Task brief: Count the lines in the listing below that contain the string "straw", and give only the number.

Image box annotation listing:
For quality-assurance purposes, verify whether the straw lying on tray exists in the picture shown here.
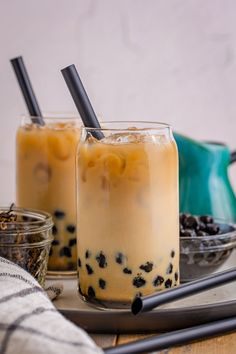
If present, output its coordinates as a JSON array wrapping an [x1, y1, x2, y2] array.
[[104, 317, 236, 354], [131, 268, 236, 315]]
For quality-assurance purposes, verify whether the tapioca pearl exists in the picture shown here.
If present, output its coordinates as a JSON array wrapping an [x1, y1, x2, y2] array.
[[59, 247, 72, 258], [52, 240, 60, 246], [96, 251, 107, 268], [166, 263, 173, 274], [98, 278, 106, 290], [133, 275, 146, 288], [152, 275, 164, 286], [139, 262, 153, 273], [85, 263, 93, 275], [22, 215, 30, 221], [33, 163, 52, 184], [85, 250, 91, 259], [66, 224, 76, 234], [165, 279, 172, 289], [53, 209, 66, 220], [52, 225, 58, 236], [88, 286, 96, 297], [123, 267, 132, 274], [69, 238, 76, 247], [116, 252, 125, 264]]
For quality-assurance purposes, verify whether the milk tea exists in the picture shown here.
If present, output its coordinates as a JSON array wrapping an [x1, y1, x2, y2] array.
[[16, 119, 80, 271], [77, 124, 179, 307]]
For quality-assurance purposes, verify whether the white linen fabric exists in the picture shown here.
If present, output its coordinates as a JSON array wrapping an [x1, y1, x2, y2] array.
[[0, 257, 103, 354]]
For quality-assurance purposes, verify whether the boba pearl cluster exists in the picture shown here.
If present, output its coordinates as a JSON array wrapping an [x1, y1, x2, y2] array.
[[78, 250, 179, 299], [50, 209, 76, 270], [180, 214, 234, 282]]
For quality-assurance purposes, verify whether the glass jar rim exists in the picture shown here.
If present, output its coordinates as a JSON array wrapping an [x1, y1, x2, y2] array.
[[0, 207, 53, 247], [81, 120, 172, 133]]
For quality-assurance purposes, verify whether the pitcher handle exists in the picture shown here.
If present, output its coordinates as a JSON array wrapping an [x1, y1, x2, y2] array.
[[230, 150, 236, 164]]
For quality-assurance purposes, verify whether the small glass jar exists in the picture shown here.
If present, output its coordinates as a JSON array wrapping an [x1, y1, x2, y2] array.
[[76, 122, 179, 308], [16, 114, 80, 275], [0, 207, 53, 286]]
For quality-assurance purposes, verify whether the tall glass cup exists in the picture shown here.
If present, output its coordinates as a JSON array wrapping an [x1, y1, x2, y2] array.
[[16, 115, 80, 274], [76, 122, 179, 308]]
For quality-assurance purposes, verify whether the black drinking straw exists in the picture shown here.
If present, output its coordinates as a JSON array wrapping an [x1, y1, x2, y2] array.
[[11, 57, 45, 125], [103, 317, 236, 354], [61, 64, 103, 140], [131, 268, 236, 315]]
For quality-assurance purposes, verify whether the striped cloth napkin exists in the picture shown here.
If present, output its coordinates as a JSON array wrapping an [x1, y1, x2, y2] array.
[[0, 257, 103, 354]]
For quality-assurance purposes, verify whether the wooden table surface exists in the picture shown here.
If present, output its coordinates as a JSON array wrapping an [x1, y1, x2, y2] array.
[[90, 332, 236, 354]]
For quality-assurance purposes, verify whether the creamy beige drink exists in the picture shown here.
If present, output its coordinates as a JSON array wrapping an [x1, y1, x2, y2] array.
[[16, 118, 80, 271], [77, 122, 179, 307]]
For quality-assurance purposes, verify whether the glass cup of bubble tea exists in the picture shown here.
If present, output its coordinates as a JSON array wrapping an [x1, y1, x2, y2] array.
[[76, 121, 179, 308], [16, 114, 81, 275]]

Exercise response: 2